Interest in EC is quite justified because this phenomenon can provide a significant increase in the mass transfer in overlimiting current modes [40], making it possible to propose new devices for the desalination of multicomponent and dilute solutions [42,49], as well as preventing or strongly reducing scaling in the electrodialysis demineralization of multicomponent liquid media in the food industry [41,50]. Evidence of EC development in the presence of phosphoric acid anions, EDTA, heavy metal hydroxides, citrates, tartrates, and other ampholytes is revealed in investigations carried out by the groups of Pérez-Herranz and Bernardes [12,23,25,34,51], as well as Bazinet [32,50,51,52].
At the same time, the theory of electroconvection was developed only for membrane systems containing strong electrolytes, such as NaCl. Experimental data on the development of EC in ampholyte-containing membrane systems are fragmentary. Electroconvection, with rare exceptions [38], is identified by indirect signs, such as oscillations in the potential drop on the CVCs or ChPs. The development of EC that depends on the ability of polybasic acids to enhance the generation of protons in membrane systems has not yet been discussed in the scientific literature.
This article focuses on the study of the relationship between the intensity of EC and the rate of proton generation at the interface of the anion-exchange membrane and the solution containing anions of phosphoric, tartaric, or citric acids.
The visualization of vortex EC clusters will be carried out in parallel with the recording of chronopotentiometric curves. The regularities of the development of electroconvection will be determined depending on the nature of the ampholyte, current density, and time elapsed since the moment the current was switched on.

2. Experimental

2.1. Membranes and Solutions

The anion-exchange membrane Neosepta AMX (Astom, Osaka, Japan) was chosen for this study because it has an undulated surface [53], which promotes the EC development [40]. This AMX membrane contains quaternary ammonium bases and small amounts of weakly basic primary, secondary, and tertiary amines as fixed groups. The entire AMX surface is available for ion transport. The heterogeneous cation-exchange membrane MK-40 (Shchekinoazot, Pervomayskiy, Russia), with fixed sulfonate groups, was an auxiliary one. The characteristics of the volume and surface of these membranes are described elsewhere and are previously summarized [54]. Some of them, including undulation parameters, are presented in the Supplementary Materials (Supplementary Materials Section S1 further in the text).

> **EXERCISE REQUIREMENTS**:
1. Please rewrite the portion of the entries that runs from their first line through the line containing "39, 234, 64, 285", both ends included, and keep the requests unchanged. Scale each box coordinate in the answers by 0.25 and round it to a whole number, with halves rounded up.
2. Write the next part of the excerpt on electroconvection, starting after its last sentence.
The excerpt on electroconvection has no connection to the entries.

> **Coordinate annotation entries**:
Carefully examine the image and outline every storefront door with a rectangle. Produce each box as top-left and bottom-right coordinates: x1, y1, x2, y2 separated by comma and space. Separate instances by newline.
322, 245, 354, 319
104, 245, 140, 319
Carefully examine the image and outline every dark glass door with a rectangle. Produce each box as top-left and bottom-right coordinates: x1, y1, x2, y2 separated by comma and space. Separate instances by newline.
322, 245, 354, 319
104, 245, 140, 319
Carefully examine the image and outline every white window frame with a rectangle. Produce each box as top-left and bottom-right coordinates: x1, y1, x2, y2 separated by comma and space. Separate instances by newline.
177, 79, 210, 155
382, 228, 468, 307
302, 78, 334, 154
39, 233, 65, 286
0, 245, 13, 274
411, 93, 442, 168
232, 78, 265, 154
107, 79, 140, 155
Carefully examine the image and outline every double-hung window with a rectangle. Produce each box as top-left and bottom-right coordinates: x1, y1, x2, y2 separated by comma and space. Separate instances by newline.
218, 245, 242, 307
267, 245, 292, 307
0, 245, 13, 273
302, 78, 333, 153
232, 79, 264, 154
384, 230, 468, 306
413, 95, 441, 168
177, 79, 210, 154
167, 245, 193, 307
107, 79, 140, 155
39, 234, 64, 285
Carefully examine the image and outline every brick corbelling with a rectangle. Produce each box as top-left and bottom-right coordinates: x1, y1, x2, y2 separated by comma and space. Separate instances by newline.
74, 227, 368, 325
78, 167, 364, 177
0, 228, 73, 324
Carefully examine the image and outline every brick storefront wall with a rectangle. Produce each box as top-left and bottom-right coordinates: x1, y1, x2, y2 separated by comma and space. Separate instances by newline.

> **ANSWERS TO THE EXERCISE**:
1.
Carefully examine the image and outline every storefront door with a rectangle. Produce each box as top-left and bottom-right coordinates: x1, y1, x2, y2 separated by comma and space. Separate instances by newline.
81, 61, 89, 80
26, 61, 35, 80
Carefully examine the image and outline every dark glass door with a rectangle. Produce each box as top-left and bottom-right coordinates: x1, y1, x2, y2 separated by comma and space. Separate instances by newline.
81, 61, 89, 80
26, 61, 35, 80
Carefully examine the image and outline every white window frame with a rectangle. Produce each box as top-left and bottom-right coordinates: x1, y1, x2, y2 separated by comma and space. Separate instances by newline.
44, 20, 53, 39
96, 57, 117, 77
76, 20, 84, 39
10, 58, 16, 72
0, 61, 3, 69
103, 23, 111, 42
58, 20, 66, 39
27, 20, 35, 39
Carefully examine the image and outline every double-hung window with a rectangle. Produce each box as top-left and bottom-right coordinates: x1, y1, x2, y2 separated by comma and space. Separate instances by newline.
55, 61, 61, 77
67, 61, 73, 77
0, 61, 3, 68
76, 20, 83, 38
58, 20, 66, 39
96, 58, 117, 77
103, 24, 110, 42
44, 20, 53, 39
42, 61, 48, 77
27, 20, 35, 39
10, 59, 16, 71

2.
The membranes were subjected to salt pretreatment in NaCl solutions [55], then the AMX membrane was divided into 4 samples. Each of the samples was equilibrated with one of 0.02 M solutions of sodium salts of orthophosphoric (H3PO4), tartaric (H2T), or citric (H3Cit) acids, or with a sodium chloride (NaCl) solution. The pH values of the solutions ensured the maximum possible concentration of singly charged anions among other species of weak polybasic acids (Table 1). The molar fraction of the polybasic acid species at given pH values was calculated using the 1st, 2nd, and the 3rd equilibrium dissociation constants of the corresponding acid [56]. Details of the calculation, as well as the dependence of the ratio of molar fractions upon pH values, are presented in Supplementary Materials, Section S2. The designations of the solution under study correspond to the dominant fraction of the electrolyte in it.
Analytical grade crystalline salts (OJSC Vekton, St. Petersburg, Russia) and distilled water with an electrical resistance of 1.0 ± 0.1 µS cm−1 and pH 5.6 were used to prepare the NaCl, NaH2PO4, and NaHT solutions. The NaH2Cit solution was prepared using crystalline citric acid and 0.10 M NaOH solution (OJSC Vekton, St. Petersburg, Russia).

2.2. Methods

2.2.1. Experimental Set-Up and Processing of CVCs and ChPs

An experimental set-up (Figure 1) and a technique similar to that described previously [57] were used to obtain CVCs and ChPs of the studied AMX membrane in parallel with the visualization of the phenomena caused by concentration polarization. This membrane forms the desalination channel, DC (4), and concentration channel, CC (3), together with the MK-40 auxiliary membranes. The membranes in the cell were arranged vertically. The solution flowed perpendicular to the direction of Earth’s gravitational field. Preliminary experiments have shown that any fluctuations of the hydraulic flow are absent in the registration zone of electroconvective vortices if the density of the electric current in the studied membrane system was zero. Detailed information on the organization of hydraulic flow is given in the Section S4.2, Supplementary Materials. The main characteristics of the four-compartment electrodialysis flow cell are presented in Table 2.
Rhodamine 6G (RG6), which fluoresces in the 540–630 nm wavelength range, was added to solutions pumped through the desalination and concentration compartments. The concentration of RG6 in these solutions was 10 μM; its particle diameter is 16 Å. At the pH of the studied solutions (Table 1), R6G dissociates, forming the Cl anion and the R6G+ cation [58]. The solution enriched with R6G+ cation (and with Na+ cations) has a light gray color in video frames. The solution depleted in these cations and Cl anions turns black. The resolution of the digital optical system allows one to register objects with a diameter of 20 microns or more.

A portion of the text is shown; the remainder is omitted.